:: What to produce ::
Your response to the data below should hold nothing except the lines from the one containing "One marker per instance, like [44,3]." down to the one containing "One marker per instance, like [678,152].", reproduced exactly and without pictures.

:: Records shown ::

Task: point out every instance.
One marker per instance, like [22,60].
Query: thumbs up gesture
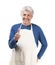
[17,35]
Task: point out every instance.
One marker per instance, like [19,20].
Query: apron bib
[26,51]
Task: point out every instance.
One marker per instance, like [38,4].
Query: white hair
[27,8]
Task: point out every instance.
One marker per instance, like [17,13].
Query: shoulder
[36,27]
[16,26]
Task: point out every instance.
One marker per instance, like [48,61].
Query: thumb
[18,30]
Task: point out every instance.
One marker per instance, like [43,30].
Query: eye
[28,15]
[24,14]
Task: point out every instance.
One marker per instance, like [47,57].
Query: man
[26,35]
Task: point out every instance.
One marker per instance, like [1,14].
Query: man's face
[26,17]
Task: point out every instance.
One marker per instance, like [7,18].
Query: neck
[26,24]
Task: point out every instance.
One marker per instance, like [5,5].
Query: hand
[17,35]
[37,60]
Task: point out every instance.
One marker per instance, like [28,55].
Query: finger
[19,30]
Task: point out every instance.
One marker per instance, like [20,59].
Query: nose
[26,16]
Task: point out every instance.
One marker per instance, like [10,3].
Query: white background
[44,16]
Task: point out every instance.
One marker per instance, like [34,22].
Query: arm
[12,42]
[43,41]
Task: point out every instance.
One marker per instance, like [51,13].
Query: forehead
[27,12]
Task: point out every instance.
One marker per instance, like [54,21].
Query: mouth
[25,19]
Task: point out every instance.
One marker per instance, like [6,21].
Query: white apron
[26,51]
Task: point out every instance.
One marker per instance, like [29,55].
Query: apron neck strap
[21,26]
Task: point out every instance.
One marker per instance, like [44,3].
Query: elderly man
[25,36]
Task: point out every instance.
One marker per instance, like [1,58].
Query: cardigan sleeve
[43,42]
[12,42]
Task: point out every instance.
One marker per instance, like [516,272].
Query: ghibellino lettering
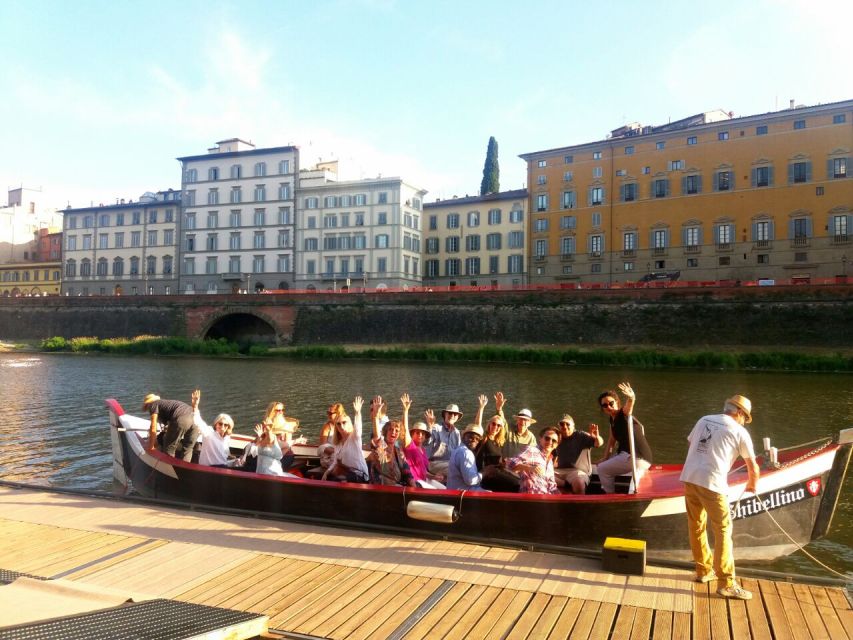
[779,498]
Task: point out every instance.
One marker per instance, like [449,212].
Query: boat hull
[564,522]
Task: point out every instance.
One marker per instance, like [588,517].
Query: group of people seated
[429,453]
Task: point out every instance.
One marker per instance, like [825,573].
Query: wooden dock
[322,582]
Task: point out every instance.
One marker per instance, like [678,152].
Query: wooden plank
[779,626]
[663,626]
[701,611]
[791,605]
[586,620]
[548,618]
[365,606]
[604,621]
[434,616]
[380,626]
[719,614]
[827,613]
[566,622]
[681,626]
[814,621]
[499,600]
[624,622]
[759,627]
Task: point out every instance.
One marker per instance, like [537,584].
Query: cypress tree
[491,170]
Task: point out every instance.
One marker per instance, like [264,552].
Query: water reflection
[55,426]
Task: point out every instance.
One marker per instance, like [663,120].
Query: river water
[55,428]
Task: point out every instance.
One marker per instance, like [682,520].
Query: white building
[237,231]
[127,248]
[359,233]
[25,213]
[476,240]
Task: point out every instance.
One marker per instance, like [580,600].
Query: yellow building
[711,196]
[30,279]
[476,240]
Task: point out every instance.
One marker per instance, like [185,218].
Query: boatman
[179,421]
[715,443]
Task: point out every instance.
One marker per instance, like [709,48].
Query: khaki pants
[703,506]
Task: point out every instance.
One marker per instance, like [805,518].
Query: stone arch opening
[242,328]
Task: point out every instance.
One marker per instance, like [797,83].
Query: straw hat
[421,426]
[151,397]
[742,403]
[473,428]
[452,408]
[526,414]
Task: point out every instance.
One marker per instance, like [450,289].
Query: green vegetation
[145,345]
[491,170]
[640,358]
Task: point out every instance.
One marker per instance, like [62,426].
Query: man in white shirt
[715,443]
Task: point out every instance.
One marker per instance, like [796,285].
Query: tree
[491,170]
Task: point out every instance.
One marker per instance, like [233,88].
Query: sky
[98,99]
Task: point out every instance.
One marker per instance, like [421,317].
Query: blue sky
[99,98]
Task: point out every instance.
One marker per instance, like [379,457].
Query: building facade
[712,196]
[360,233]
[238,223]
[123,249]
[30,279]
[476,241]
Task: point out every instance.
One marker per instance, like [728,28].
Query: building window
[762,176]
[691,184]
[799,172]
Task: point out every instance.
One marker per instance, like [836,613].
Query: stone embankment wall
[789,316]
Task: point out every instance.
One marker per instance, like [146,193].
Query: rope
[797,544]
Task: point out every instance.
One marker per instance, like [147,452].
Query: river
[55,427]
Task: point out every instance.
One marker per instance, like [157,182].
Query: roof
[489,197]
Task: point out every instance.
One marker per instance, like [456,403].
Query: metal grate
[149,620]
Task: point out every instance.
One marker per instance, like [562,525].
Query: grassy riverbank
[727,358]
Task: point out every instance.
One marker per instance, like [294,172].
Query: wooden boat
[797,499]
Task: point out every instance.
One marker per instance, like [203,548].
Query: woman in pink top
[414,441]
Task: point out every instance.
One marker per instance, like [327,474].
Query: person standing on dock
[715,443]
[180,425]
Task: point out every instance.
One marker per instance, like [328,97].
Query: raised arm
[630,398]
[407,403]
[482,402]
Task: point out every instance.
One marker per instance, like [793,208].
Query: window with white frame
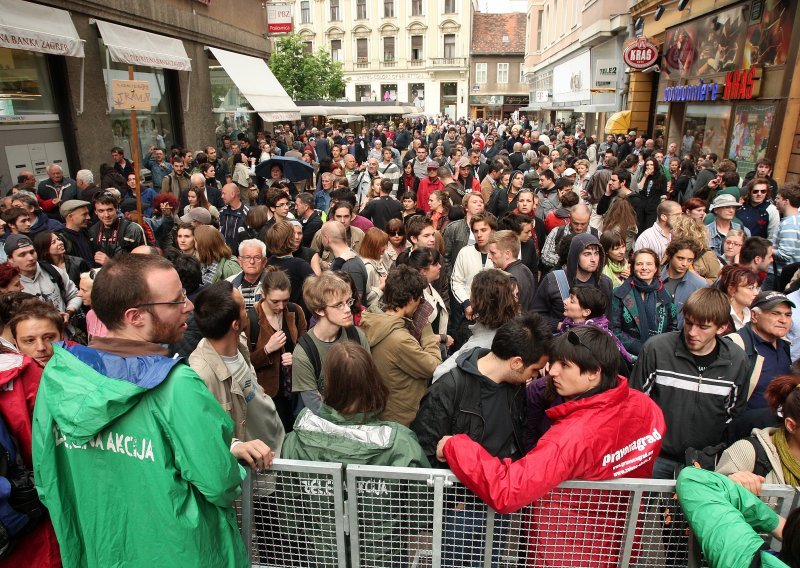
[481,73]
[388,49]
[502,73]
[336,50]
[449,46]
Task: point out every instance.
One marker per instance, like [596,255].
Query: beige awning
[258,85]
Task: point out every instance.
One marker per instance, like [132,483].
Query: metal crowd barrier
[312,514]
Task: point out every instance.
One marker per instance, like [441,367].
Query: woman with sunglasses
[757,213]
[641,307]
[396,230]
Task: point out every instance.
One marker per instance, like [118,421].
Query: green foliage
[306,76]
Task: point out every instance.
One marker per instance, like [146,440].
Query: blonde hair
[684,227]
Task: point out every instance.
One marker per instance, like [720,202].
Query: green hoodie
[132,459]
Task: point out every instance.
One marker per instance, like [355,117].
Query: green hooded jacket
[358,439]
[132,459]
[726,518]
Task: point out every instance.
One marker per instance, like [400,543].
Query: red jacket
[19,382]
[613,434]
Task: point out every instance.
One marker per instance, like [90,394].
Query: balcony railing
[449,61]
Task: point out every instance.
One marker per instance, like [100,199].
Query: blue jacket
[690,282]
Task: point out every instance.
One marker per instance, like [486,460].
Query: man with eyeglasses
[757,213]
[149,417]
[330,299]
[253,260]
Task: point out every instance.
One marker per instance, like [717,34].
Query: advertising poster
[750,137]
[769,33]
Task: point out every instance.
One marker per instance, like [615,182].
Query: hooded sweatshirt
[406,365]
[549,301]
[132,458]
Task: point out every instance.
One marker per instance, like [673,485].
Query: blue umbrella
[294,169]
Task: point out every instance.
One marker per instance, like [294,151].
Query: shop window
[416,94]
[361,9]
[705,130]
[336,50]
[502,73]
[364,92]
[752,124]
[416,48]
[449,46]
[389,92]
[25,90]
[156,127]
[362,53]
[480,73]
[388,49]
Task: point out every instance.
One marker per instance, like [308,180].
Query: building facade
[408,51]
[497,80]
[573,61]
[727,81]
[58,59]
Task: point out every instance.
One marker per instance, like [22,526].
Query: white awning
[136,47]
[32,27]
[258,85]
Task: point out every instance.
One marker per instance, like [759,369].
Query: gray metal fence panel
[314,514]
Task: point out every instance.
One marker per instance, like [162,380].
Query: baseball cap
[768,300]
[71,205]
[198,215]
[16,242]
[724,200]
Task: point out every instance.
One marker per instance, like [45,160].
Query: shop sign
[279,18]
[640,54]
[742,84]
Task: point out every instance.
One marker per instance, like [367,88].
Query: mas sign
[640,54]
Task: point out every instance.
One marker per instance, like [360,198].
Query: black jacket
[452,406]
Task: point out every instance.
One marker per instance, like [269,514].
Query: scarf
[791,465]
[646,306]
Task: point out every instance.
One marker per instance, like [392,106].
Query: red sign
[640,54]
[742,84]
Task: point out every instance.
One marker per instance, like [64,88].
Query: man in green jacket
[131,451]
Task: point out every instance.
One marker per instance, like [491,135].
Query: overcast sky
[495,7]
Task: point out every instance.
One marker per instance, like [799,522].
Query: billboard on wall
[279,18]
[746,35]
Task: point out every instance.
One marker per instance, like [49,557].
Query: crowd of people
[523,306]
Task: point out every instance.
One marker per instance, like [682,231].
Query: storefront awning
[258,85]
[135,47]
[619,123]
[32,27]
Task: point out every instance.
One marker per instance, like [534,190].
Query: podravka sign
[640,54]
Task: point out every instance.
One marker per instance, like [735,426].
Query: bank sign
[739,85]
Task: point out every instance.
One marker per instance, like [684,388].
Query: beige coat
[207,363]
[406,365]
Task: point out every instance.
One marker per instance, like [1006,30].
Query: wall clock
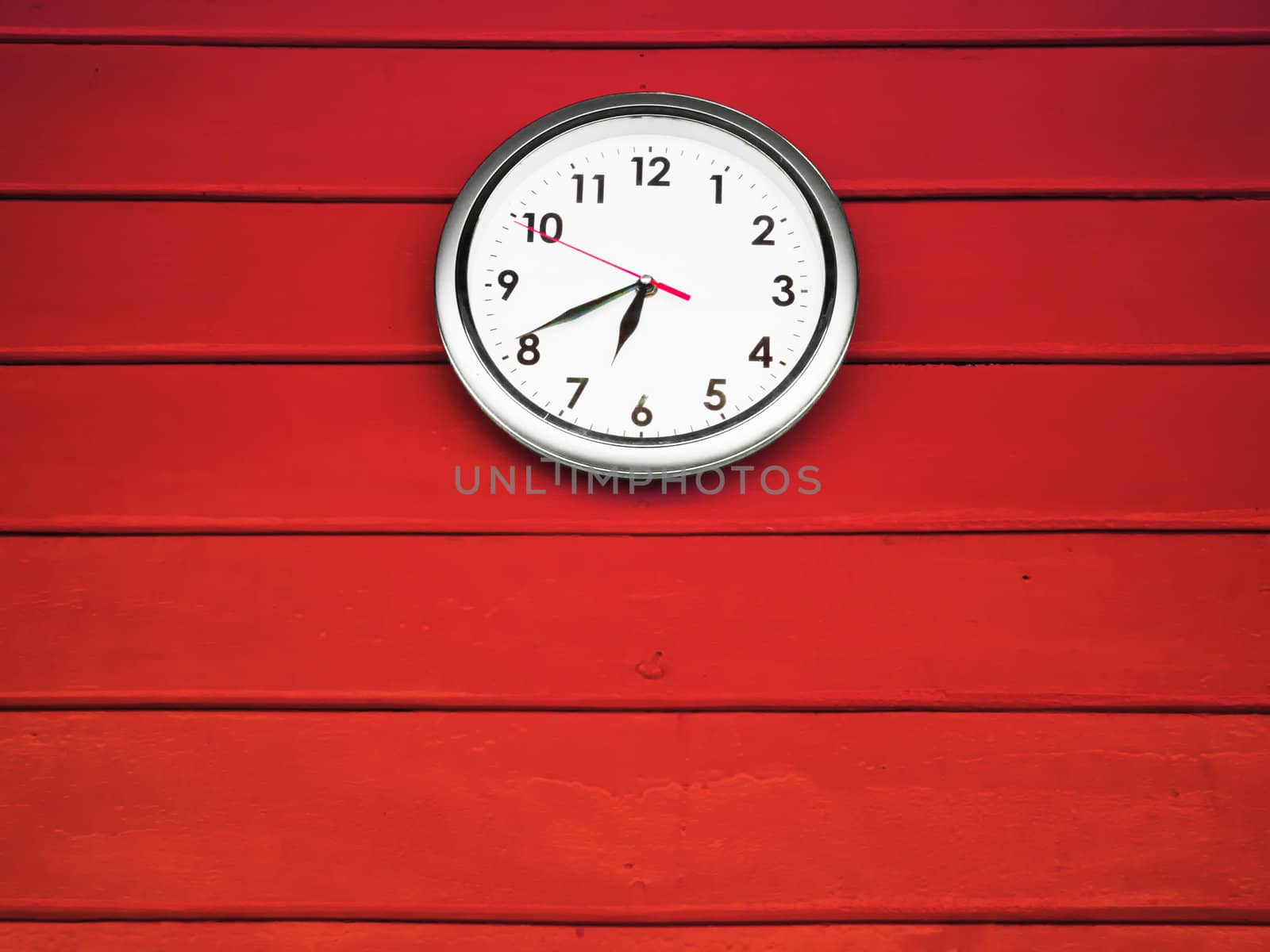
[645,285]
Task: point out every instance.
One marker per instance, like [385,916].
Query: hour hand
[575,313]
[630,321]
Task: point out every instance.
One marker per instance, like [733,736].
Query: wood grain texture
[635,818]
[657,22]
[368,448]
[327,124]
[1020,622]
[944,281]
[437,937]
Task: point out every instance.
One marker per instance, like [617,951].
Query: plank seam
[1118,40]
[1178,710]
[433,359]
[10,192]
[1257,919]
[537,533]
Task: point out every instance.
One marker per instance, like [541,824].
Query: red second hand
[634,274]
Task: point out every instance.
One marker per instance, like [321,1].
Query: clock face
[647,285]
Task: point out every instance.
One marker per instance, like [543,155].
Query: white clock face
[635,285]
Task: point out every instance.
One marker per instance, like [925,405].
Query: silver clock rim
[670,460]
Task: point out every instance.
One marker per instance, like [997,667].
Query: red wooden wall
[268,682]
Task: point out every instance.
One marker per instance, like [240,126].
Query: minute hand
[575,313]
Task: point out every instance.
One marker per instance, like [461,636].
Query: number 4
[762,353]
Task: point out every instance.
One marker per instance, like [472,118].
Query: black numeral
[582,181]
[762,353]
[582,386]
[768,225]
[529,352]
[549,228]
[713,391]
[641,416]
[660,163]
[787,296]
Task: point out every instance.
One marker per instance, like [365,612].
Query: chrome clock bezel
[565,444]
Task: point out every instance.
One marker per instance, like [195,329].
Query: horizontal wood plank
[370,448]
[657,22]
[413,937]
[635,818]
[1019,622]
[944,281]
[327,124]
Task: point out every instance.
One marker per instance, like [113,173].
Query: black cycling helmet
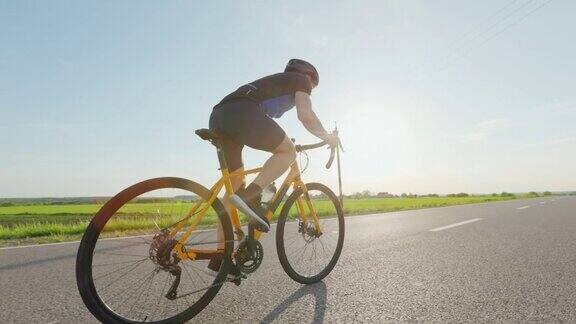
[301,66]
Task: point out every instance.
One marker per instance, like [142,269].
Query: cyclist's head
[301,66]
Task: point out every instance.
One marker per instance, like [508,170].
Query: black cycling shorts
[244,123]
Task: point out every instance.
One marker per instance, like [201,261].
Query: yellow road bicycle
[173,274]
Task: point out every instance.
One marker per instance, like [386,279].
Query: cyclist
[244,117]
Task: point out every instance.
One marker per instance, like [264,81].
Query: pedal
[238,280]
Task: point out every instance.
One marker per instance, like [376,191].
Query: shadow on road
[318,290]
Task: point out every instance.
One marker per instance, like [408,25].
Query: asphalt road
[505,261]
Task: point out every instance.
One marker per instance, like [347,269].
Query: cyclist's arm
[307,116]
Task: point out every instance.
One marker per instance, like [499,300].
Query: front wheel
[306,254]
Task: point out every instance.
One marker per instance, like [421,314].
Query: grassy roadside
[57,223]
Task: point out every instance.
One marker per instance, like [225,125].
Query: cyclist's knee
[287,148]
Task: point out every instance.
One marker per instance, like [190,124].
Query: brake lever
[331,159]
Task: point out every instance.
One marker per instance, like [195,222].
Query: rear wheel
[126,268]
[306,255]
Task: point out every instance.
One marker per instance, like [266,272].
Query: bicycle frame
[293,179]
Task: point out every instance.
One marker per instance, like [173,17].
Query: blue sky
[430,96]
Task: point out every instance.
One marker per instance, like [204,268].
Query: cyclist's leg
[245,123]
[283,156]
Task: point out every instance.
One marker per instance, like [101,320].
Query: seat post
[221,157]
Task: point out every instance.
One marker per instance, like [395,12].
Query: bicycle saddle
[207,134]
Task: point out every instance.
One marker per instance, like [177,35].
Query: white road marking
[455,224]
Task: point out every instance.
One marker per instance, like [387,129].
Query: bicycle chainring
[249,255]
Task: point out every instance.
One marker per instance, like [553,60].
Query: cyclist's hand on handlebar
[331,139]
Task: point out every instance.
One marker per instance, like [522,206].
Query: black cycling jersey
[274,93]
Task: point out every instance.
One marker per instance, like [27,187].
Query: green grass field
[53,223]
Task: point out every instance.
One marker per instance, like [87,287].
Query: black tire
[85,280]
[281,235]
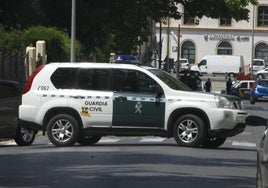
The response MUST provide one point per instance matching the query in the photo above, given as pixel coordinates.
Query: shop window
(188, 51)
(225, 49)
(225, 21)
(263, 16)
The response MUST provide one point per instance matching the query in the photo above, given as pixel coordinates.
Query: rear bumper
(31, 125)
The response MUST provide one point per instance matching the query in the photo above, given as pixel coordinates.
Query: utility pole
(179, 50)
(168, 40)
(160, 45)
(252, 42)
(73, 31)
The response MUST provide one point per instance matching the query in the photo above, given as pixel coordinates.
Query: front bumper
(239, 128)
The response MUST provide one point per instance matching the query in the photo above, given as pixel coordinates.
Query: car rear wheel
(24, 137)
(214, 141)
(63, 130)
(190, 130)
(89, 140)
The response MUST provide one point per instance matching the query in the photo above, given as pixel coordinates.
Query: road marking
(152, 139)
(245, 144)
(246, 133)
(108, 140)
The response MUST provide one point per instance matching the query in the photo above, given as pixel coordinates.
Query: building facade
(207, 36)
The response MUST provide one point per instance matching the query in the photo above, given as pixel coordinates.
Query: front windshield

:: Output below ::
One marker per instance, like [44,3].
Query: elderly man
[25,36]
Task: point out every instance.
One marker per instance, like [1,58].
Query: cardigan sleeve
[43,42]
[12,42]
Task: point out every instance.
One marker per instance, like [516,272].
Query: ghibellino lettering
[779,498]
Task: point out every instance.
One marker per instance, like [449,212].
Query: boat hull
[564,522]
Task: point out every instance.
One marker per instance, like [588,517].
Query: group of people seated
[429,453]
Task: point out every instance.
One marker per instance, like [825,573].
Query: wooden dock
[322,582]
Task: point out every instance.
One marker per instance, like [678,152].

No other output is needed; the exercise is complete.